Python for air traffic control?

James_Althoff at i2.com James_Althoff at i2.com
Thu Jul 5 14:08:31 EDT 2001


Having built and managed programming organizations comprising hundreds of
software engineers, I completely agree with Alex's observations below.
In fact, I await the day when Leigh Steinberg takes on his first programmer
as a client!

(Or will it be the William Morris Agency?  :-)

Jim




"Peter Milliken" <peter.milliken at gtech.com> wrote in message
news:9htgsb$ck3 at news1.gtech.com...
    ...
> There are studies that indicate that productivity in strongly typed
> languages is higher (2:1 in one study I read - unfortunately, they are
> "thin" on the ground because you need two identical ability teams doing
the
> same application in two different languages to get meaningful
comparisions -
> but it has been done and that was the result) than loosely typed
languages.

I'll appreciate some URL's, thanks.  In exchange, please look at
Lutz Prechelt et al's 1999 "phonecode" study -- e.g. at
http://wwwipd.ira.uka.de/~prechelt/documents/jccpp_tr.pdf.

80 implementations of the same specs, some in "scripting languages"
(Perl, Python, Tcl, Rexx), some in "system languages" (Java, C,
C++).  As it happens, Python was the only language for which NONE
of the submitted programs was 'unusable' (11 of the original 91
were not further evaluated, being completely unusable).  Overall
results (my biased summary): programmer productivity is highest
(by far) in Perl or Python (no statistically significant
differences between Perl and Python).  Program performance is
highest in C and C++, followed by Perl and Python, followed
by Java, with Tcl and Rexx far slower yet.  Many of Prechelt's
conclusions are invalidated by grouping Tcl and Rexx together
with Perl and Python, but fortunately he also supplies raw data
so you can redo the analysis.


> Agreed, but one of my original points was about programmer ability. A

The difference between the best and worst programmers in any single
given language is far larger than any difference among languages,
as evidenced in Prechelt's study -- in both productivity, and in
correctness and performance of the resulting programs.  E.g.,
the fastest Python and Perl programs are *HUNDREDS* of times
faster than the slowest C and C++ ones, incredible as that may
seem for what was a rather simple overall task.

= Job A =
List every line of the rows that contains the word "shirt".
The post on Python for air traffic control and the rows are unrelated material.

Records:
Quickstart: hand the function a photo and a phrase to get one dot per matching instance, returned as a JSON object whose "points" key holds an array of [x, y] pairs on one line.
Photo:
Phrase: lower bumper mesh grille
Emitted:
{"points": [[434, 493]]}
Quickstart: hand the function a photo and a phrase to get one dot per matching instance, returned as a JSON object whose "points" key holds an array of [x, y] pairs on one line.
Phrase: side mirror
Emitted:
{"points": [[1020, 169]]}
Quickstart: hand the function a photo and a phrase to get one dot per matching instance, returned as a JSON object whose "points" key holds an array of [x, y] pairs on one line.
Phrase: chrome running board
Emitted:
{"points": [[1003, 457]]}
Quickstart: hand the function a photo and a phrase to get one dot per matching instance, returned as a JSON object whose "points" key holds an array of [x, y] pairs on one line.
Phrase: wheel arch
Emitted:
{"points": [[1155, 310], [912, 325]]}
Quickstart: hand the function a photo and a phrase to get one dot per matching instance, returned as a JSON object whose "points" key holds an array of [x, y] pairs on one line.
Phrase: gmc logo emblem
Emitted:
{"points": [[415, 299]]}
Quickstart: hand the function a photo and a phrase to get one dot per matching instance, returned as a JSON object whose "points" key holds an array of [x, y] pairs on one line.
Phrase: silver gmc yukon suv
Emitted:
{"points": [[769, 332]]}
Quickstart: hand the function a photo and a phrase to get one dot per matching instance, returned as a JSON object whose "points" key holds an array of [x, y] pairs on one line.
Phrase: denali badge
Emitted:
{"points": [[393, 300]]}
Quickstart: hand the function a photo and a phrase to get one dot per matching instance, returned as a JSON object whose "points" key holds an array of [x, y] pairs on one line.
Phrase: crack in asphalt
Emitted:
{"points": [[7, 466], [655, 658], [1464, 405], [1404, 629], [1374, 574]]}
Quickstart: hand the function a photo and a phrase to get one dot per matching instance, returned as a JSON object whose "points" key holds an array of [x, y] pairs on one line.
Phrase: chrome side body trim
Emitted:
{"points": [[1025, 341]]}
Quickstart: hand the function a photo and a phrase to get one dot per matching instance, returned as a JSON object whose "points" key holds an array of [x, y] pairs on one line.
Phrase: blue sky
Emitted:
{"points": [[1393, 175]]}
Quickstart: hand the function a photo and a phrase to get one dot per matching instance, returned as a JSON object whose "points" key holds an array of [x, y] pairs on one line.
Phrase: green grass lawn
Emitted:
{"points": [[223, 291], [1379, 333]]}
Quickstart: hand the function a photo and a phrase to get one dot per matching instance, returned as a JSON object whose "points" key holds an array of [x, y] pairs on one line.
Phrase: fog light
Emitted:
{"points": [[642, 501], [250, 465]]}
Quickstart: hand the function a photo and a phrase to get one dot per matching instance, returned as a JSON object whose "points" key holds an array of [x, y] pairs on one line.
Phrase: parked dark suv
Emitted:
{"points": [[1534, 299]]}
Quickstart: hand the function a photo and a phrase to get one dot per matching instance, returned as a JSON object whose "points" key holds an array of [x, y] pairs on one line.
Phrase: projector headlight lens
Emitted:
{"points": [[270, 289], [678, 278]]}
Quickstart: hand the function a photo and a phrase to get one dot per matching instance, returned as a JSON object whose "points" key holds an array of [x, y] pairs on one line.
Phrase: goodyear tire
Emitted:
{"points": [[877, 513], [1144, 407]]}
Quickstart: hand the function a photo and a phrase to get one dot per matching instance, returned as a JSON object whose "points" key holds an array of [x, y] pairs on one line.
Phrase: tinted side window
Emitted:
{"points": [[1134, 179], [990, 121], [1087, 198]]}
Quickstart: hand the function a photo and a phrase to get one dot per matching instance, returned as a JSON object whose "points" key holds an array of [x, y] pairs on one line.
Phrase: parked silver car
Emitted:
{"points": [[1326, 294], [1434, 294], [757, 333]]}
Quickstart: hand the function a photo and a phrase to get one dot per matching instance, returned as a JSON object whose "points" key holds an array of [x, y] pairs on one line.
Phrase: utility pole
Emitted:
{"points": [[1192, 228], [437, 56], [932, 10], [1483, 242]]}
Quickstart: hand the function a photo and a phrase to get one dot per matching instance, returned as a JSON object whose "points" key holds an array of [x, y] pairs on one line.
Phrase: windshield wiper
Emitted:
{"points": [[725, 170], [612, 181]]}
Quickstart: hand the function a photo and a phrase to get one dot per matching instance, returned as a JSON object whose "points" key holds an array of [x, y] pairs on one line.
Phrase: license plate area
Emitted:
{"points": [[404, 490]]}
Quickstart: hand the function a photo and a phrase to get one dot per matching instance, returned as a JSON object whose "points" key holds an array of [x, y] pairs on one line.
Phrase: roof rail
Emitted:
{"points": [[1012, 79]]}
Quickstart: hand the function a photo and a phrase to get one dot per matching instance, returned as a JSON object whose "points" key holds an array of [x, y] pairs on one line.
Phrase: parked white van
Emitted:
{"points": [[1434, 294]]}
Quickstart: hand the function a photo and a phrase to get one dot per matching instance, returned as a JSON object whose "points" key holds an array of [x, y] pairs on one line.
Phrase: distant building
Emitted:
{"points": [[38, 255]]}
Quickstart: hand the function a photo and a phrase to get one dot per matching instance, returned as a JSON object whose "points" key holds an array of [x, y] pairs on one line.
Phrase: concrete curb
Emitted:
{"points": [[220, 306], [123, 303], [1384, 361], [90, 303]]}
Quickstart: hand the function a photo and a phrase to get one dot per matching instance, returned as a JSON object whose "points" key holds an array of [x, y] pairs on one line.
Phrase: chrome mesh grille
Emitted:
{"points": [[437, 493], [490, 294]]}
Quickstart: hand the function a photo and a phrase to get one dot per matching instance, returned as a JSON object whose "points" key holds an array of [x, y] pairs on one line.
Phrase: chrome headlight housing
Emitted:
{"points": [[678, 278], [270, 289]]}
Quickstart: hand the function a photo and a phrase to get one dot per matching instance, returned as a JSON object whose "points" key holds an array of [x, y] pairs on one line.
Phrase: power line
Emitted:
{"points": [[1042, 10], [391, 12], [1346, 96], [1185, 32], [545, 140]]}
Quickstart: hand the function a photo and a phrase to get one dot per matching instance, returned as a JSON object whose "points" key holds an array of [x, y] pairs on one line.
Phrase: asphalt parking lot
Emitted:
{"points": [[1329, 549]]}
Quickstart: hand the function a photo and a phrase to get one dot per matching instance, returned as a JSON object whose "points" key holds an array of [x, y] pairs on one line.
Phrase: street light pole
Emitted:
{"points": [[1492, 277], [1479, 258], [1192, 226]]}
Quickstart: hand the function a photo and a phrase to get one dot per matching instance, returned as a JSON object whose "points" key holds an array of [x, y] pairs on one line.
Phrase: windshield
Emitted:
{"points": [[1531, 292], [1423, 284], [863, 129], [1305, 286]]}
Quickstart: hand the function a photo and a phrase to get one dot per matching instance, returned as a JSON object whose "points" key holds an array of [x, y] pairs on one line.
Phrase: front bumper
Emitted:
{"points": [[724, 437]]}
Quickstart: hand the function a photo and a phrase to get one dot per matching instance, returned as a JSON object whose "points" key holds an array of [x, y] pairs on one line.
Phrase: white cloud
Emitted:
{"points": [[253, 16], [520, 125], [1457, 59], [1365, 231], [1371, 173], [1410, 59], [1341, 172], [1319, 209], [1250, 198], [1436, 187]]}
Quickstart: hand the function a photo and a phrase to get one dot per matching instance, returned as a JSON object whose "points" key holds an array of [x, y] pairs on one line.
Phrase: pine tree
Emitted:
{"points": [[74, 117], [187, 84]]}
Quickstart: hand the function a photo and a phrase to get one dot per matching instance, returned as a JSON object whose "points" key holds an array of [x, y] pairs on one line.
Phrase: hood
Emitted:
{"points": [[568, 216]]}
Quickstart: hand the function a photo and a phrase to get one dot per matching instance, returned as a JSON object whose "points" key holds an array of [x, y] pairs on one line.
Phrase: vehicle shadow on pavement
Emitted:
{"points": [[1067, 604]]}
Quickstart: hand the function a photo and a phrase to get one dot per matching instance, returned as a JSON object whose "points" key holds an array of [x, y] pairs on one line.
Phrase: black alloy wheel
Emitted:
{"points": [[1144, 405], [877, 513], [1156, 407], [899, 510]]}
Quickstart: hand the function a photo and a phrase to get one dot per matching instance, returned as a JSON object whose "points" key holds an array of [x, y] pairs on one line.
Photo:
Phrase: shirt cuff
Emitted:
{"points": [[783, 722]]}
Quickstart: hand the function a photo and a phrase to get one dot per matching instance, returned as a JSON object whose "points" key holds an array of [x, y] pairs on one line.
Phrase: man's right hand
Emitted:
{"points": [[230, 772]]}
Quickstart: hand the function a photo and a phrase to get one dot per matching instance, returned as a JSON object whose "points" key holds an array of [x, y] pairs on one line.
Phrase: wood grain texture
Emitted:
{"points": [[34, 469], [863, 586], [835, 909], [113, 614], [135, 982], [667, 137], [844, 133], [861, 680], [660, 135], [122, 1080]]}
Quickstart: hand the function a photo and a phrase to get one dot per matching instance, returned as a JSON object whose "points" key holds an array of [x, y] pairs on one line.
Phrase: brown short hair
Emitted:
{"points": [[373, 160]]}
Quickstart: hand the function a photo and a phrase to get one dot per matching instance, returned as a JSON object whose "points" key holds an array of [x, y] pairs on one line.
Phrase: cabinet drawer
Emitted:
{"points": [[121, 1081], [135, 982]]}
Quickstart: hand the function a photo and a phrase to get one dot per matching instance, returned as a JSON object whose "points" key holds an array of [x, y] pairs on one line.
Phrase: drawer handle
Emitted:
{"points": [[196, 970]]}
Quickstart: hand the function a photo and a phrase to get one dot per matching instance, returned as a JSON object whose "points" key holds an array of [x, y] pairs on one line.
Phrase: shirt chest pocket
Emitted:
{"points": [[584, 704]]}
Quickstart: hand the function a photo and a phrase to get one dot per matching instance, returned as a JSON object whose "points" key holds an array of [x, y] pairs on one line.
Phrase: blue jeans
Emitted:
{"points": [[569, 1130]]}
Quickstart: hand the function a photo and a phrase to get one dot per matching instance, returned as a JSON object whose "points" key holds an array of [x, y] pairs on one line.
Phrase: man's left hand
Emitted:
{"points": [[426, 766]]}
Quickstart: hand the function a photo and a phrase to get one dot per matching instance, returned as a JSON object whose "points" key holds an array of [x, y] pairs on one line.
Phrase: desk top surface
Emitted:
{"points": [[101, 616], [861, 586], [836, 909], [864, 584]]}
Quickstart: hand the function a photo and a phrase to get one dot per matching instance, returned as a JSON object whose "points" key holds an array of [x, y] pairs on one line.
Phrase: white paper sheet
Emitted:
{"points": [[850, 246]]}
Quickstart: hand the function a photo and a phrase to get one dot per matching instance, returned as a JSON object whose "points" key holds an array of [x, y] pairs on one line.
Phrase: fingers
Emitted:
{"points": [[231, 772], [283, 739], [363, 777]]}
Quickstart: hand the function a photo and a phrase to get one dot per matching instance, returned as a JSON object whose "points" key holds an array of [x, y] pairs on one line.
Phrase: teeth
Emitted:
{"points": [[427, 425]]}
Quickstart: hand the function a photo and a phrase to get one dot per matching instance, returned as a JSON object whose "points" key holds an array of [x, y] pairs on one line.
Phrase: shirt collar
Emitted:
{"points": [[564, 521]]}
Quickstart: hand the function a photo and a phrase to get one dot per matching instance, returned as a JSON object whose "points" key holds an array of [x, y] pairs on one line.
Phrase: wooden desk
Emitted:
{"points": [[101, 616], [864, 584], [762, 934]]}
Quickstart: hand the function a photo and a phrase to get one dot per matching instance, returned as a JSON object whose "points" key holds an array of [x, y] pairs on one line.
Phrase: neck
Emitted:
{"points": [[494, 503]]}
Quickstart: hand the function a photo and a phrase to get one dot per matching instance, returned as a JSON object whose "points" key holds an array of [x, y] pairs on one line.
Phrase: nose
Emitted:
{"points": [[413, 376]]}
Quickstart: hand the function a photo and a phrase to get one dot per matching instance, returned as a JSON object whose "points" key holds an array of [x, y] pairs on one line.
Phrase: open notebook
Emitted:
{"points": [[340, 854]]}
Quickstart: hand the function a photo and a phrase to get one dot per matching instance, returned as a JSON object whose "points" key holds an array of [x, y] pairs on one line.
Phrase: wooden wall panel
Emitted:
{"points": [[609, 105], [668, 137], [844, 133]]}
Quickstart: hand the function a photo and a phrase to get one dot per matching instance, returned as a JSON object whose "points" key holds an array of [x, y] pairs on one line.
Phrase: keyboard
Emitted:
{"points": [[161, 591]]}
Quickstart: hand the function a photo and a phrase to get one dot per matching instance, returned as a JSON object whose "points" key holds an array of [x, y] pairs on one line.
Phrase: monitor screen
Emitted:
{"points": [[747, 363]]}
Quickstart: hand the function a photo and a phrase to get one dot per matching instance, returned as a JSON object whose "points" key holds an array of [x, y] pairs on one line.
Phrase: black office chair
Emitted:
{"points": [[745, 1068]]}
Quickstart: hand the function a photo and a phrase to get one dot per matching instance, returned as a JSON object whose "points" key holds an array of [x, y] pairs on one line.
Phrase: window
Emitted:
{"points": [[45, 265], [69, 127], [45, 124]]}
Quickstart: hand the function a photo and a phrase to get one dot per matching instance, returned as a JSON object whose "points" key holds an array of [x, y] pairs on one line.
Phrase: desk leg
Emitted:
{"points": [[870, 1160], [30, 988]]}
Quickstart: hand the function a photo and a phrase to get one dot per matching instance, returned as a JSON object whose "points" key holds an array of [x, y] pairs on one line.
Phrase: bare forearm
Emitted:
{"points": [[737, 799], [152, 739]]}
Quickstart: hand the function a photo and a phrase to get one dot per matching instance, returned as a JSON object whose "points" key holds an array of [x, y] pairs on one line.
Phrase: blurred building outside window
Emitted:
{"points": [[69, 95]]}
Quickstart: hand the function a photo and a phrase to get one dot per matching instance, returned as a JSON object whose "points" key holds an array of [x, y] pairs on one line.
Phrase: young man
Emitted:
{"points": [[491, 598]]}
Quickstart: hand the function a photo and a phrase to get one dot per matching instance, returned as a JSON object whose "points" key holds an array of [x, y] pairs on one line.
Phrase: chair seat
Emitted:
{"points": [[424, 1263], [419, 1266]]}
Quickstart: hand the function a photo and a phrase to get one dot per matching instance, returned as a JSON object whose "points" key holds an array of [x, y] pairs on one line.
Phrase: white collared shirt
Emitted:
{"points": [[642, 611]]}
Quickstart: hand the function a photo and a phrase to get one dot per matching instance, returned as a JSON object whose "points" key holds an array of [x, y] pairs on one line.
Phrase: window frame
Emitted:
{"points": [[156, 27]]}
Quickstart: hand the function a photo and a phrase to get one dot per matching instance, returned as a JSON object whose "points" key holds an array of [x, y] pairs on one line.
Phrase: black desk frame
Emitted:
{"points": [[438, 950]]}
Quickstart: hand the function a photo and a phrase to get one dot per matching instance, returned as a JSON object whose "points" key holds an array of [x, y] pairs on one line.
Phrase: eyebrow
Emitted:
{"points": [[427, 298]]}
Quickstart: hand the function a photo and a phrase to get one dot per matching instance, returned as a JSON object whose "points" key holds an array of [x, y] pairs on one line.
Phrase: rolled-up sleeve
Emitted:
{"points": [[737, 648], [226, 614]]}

= Job B =
Pick up the post on Python for air traffic control after its final sentence and keep writing it.

= Task response A =
Phrase: shirt cuff
Phrase: shirt chest pocket
Phrase: shirt collar
Phrase: white collared shirt

= Task response B =
> successful. There is no one single factor that anyone can point to and
say
> "if you do that or use this" then you will be successful in your

Oh yes there is -- have only the BEST programmers.  How to insure
THAT is left as an exercise for the reader:-).

> Unfortunately, language choice is a very sensitive issue, and generally
> doesn't come down to any rational factors - a lot of times it is "because
I
> like it" or "this is the newest, popular language, if I learn that one
then
> I can enhance my employment prospects" :-).

The latter is a perfectly-rational factor.  If you want to swing
programmers' motivations towards "doing the best we possibly can
on THIS one product", you have to make that compatible with their
overall motivation of "have an interesting and financially rewarding
career".  Stock options, cash prizes for specific targets, whatever.
Non-financial forms of recognition can also be very important...!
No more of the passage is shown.